===== Article

The arcade server 1020 performs (3-1) traffic control for data transmission between the center server 1030 and the terminal device 1010, or between the terminal devices 1010 connected to each of the plurality of arcade servers 1020 installed in the same arcade, and (3-2) downloading an application to the terminal device 1.
Specifically, regarding the abovementioned (3-1), the arcade server 1020 performs traffic control for transmission of the game data and the like between the center server 1030 and the terminal device 1010. However, when the terminal device 1010 as the destination is connected to the same arcade server 1020 or to a different arcade server 1020 installed in the same arcade, the game data and the like is not transmitted to the center server 1030, but to the terminal device 1010.
Moreover, regarding the abovementioned (3-2), at the time when a request signal for requesting downloading from the center server 1030 is received from the terminal device 1010, the arcade server 1020 downloads an application to this terminal device 1010. The application includes various data for the detail of a game (for example, image data, and the like), and a program, as well as a program for a board for allocating the functions on the game to input means (for example, a plurality of input switches, or the like, which is not shown) that the terminal device 1010 comprises. Further, downloading an application is performed not only by the arcade server 1020, but also by the center server 1030.
The terminal device 1010 is connected to the arcade server 1020 via the dedicated line 1050. The terminal device 1010 (4-1) performs downloading of an application, and (4-2) proceeds with a game. Specifically, regarding the abovementioned (4-1), once the power is turned on, the terminal device 1010 transmits a request signal for requesting downloading of an application to the arcade server 1020 and downloads an application. The downloaded application is stored in a region in a RAM or the like of the terminal device 1010 where the application can be stored temporarily. Moreover, regarding the abovementioned (4-2), the terminal device 1010 uses the downloaded application to proceed with a game. The game is proceeded as follows. The terminal device 1010 receives data for every ID data granted to each player by the database server 1039 at the time of a game start. During the game, the data of the terminal device 1010 in the same game and of other terminal device 1010 is transmitted/received through the center server 1030 via the arcade server 1020. However, when the abovementioned other terminal device 1010 is connected to the same arcade server 1020, or is connected to a different arcade server 1020 installed in the same arcade, the game data and the like are not transmitted to the center server 1030 but to the terminal device 1010. When the game ends, the game data which is updated during the game, or a game result itself is transmitted to the database server 1039. It should be noted that not only the terminal device 1010, but also the arcade server 1020 may perform proceeding of the game.
The card machine 1060 can communicate with the center server 1030 via the arcade server 1020. The card machine 1060 accepts an input operation of the personal information, which is performed by a player, and sells an ID card in which the ID data is stored. The ID card is used when a game is started, and the ID data is read by the ID card reader which the terminal device 1010 comprises.

==========
===== Data extract

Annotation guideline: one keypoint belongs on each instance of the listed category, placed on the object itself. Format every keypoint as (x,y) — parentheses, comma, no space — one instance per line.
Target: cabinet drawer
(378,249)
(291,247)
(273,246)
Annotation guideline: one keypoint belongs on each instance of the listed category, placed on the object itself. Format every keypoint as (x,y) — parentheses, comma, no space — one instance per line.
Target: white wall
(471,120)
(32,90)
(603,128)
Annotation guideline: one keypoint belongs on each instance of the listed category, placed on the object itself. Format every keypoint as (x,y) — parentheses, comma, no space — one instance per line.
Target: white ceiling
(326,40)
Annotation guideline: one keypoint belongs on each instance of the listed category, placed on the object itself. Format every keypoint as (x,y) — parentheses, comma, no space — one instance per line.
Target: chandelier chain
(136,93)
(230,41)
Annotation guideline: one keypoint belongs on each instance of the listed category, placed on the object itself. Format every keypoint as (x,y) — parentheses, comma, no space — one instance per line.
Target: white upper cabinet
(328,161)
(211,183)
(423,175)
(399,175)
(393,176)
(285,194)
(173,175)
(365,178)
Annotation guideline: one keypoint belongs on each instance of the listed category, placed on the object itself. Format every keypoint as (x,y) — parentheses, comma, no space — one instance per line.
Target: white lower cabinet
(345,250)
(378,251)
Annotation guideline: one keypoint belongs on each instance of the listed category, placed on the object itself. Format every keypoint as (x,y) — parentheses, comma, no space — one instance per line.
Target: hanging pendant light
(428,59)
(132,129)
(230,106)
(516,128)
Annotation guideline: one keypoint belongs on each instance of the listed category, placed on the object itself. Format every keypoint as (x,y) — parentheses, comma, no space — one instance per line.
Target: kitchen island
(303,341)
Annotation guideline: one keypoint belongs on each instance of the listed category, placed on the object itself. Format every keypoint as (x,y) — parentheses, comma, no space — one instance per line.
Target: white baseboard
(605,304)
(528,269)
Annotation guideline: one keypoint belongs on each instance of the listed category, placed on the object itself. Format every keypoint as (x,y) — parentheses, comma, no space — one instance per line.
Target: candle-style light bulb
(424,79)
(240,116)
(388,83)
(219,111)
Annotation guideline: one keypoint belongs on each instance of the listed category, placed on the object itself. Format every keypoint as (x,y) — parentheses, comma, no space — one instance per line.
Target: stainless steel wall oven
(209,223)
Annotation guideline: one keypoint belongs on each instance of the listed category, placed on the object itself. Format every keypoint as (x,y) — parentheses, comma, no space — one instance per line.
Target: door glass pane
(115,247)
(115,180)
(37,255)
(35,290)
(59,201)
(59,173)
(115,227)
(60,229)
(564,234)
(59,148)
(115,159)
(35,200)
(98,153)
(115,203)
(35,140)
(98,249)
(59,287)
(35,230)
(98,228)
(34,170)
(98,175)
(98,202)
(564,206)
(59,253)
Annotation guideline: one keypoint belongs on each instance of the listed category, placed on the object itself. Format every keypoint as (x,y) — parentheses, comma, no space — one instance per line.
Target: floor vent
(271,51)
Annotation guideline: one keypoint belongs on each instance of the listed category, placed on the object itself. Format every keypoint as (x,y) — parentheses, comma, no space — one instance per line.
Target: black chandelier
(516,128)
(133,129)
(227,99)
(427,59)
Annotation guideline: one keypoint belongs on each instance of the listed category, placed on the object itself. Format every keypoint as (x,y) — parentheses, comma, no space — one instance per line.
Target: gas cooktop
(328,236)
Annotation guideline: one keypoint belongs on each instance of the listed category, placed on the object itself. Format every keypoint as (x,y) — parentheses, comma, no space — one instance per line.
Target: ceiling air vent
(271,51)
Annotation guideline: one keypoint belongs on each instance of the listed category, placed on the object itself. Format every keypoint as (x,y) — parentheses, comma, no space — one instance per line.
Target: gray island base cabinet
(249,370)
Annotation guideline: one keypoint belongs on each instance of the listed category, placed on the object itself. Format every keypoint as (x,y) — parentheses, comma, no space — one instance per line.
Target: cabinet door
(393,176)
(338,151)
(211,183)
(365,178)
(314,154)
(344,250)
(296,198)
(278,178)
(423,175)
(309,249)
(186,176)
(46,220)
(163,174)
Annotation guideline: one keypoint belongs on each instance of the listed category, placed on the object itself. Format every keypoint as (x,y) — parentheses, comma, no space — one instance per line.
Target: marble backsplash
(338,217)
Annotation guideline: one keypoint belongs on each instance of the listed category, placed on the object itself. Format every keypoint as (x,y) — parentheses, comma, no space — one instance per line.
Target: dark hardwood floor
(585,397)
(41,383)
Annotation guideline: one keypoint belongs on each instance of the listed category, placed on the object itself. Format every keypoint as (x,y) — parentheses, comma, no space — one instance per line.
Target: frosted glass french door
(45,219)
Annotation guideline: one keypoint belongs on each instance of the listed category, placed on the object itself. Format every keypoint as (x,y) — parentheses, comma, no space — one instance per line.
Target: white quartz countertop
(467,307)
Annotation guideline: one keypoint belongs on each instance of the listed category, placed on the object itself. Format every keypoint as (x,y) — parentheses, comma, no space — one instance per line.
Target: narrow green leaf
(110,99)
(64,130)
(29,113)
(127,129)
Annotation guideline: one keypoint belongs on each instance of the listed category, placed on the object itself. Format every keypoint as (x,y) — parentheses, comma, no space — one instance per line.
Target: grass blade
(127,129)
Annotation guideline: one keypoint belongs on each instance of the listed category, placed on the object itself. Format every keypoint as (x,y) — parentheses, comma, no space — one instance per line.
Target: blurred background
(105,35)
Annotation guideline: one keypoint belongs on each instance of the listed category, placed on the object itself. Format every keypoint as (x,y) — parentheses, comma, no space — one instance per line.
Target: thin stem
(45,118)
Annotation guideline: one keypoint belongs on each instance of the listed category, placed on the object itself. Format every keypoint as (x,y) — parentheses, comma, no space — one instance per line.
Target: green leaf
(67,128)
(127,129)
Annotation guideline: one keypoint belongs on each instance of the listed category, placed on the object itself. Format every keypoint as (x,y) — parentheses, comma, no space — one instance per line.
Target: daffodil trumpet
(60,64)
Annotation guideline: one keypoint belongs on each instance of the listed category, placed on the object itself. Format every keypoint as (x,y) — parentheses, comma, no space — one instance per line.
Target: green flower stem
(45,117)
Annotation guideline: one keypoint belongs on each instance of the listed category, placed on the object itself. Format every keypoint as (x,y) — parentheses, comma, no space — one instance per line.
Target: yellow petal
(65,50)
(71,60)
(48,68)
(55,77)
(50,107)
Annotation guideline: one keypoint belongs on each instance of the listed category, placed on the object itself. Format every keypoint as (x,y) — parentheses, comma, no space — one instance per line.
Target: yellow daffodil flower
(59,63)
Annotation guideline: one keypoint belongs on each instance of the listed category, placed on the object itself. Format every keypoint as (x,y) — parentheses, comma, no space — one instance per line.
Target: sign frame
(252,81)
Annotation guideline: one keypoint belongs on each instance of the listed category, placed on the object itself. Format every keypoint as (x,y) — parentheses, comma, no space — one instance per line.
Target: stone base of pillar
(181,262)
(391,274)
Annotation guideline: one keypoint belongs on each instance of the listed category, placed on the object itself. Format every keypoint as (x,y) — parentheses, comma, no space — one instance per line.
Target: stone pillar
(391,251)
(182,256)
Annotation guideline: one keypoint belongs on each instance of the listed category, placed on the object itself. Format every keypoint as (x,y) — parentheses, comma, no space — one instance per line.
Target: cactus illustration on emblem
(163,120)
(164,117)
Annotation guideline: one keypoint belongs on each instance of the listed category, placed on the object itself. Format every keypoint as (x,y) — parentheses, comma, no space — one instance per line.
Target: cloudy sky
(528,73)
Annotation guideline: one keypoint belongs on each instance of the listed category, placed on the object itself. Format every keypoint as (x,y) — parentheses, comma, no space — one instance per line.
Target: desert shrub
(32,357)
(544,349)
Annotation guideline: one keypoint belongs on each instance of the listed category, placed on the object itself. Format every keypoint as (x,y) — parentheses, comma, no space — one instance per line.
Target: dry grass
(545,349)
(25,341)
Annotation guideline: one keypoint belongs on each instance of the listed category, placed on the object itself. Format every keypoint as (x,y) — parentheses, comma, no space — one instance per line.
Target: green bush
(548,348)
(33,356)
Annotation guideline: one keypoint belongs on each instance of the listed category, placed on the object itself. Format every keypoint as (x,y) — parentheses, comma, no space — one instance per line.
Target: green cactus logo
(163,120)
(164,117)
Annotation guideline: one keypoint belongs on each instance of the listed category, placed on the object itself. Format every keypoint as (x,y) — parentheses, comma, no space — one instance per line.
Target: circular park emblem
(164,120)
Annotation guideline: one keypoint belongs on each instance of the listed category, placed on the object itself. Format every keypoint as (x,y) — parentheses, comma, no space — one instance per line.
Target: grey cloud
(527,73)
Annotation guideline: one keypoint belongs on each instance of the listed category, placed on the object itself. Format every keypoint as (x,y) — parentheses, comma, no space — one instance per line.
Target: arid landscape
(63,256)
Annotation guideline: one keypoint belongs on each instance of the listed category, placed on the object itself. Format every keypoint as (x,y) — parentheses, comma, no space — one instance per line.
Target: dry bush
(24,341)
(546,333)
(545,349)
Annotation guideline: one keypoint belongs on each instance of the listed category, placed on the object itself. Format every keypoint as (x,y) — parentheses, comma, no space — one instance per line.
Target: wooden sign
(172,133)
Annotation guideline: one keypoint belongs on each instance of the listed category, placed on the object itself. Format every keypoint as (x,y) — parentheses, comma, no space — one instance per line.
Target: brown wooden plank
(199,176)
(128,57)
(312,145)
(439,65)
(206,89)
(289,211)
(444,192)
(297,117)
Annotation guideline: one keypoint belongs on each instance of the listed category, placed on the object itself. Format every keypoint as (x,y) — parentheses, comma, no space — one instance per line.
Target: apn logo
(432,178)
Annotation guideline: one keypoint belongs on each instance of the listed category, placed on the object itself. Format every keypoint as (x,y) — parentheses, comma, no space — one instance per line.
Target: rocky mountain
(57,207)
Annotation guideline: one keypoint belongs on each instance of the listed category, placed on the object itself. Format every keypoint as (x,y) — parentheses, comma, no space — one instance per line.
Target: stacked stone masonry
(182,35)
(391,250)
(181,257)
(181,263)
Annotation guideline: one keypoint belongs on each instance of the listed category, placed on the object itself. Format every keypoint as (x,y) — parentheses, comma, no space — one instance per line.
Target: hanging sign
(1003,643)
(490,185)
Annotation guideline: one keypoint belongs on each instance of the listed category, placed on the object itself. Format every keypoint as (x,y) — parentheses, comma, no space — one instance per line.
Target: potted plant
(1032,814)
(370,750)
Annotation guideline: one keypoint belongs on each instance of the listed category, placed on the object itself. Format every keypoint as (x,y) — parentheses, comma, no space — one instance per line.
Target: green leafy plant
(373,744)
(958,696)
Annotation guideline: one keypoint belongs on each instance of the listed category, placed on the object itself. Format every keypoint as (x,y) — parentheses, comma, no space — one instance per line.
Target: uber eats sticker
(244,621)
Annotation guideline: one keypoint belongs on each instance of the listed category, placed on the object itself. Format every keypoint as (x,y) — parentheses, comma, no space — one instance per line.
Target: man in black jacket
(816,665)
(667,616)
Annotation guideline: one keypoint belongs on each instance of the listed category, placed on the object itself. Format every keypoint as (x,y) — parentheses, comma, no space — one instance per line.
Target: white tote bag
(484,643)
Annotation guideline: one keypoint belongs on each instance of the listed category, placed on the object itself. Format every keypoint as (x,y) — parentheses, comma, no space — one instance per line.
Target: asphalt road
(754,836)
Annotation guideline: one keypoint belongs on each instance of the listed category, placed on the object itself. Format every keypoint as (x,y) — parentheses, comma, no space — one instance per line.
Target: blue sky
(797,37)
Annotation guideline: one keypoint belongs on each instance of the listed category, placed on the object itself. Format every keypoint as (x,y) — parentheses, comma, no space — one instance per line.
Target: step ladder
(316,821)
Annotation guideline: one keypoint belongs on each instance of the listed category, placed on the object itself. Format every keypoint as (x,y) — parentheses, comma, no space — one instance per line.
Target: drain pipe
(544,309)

==========

• _Tasks to carry out_
A. Answer these questions about the arcade game network text:
(i) Besides the arcade server 1020, which component also performs the downloading of an application?
(ii) Where in the terminal device 1010 is a downloaded application stored?
(iii) What does the card machine 1060 sell?
B. Extend the arcade game network text with one more paragraph that picks up right after its final sentence.

• _Expected responses_
A.
(i) The center server 1030.
(ii) In a region in a RAM or the like of the terminal device 1010 where the application can be stored temporarily.
(iii) An ID card in which the ID data is stored.

B.
In this embodiment, the RAM which is equipped in the game server 1031 of the center server 1030 functions as the level storing means for storing the level value of a player. The CPU which is equipped in the game server 1031 of the center server 1030 or the like functions as the level setting means for setting a predetermined level in accordance with a game result, and arcades, in the RAM (level storing means) equipped in the game server 1031 or the like, the level which is set by being related to the ID data of the player, as the level value. The CPU equipped in the terminal device 1010 functions as the condition setting means for setting a condition to be achieved as a game result by a player. The CPU equipped in the terminal device 1010 functions as the condition achievement determination means for determining whether or not the player clears a set condition. The CPU equipped in the terminal device 1010 functions as the game result determination means for, when it is determined that a condition is cleared, determining a game result on the basis of the condition cleared by the player, and the level value of the player.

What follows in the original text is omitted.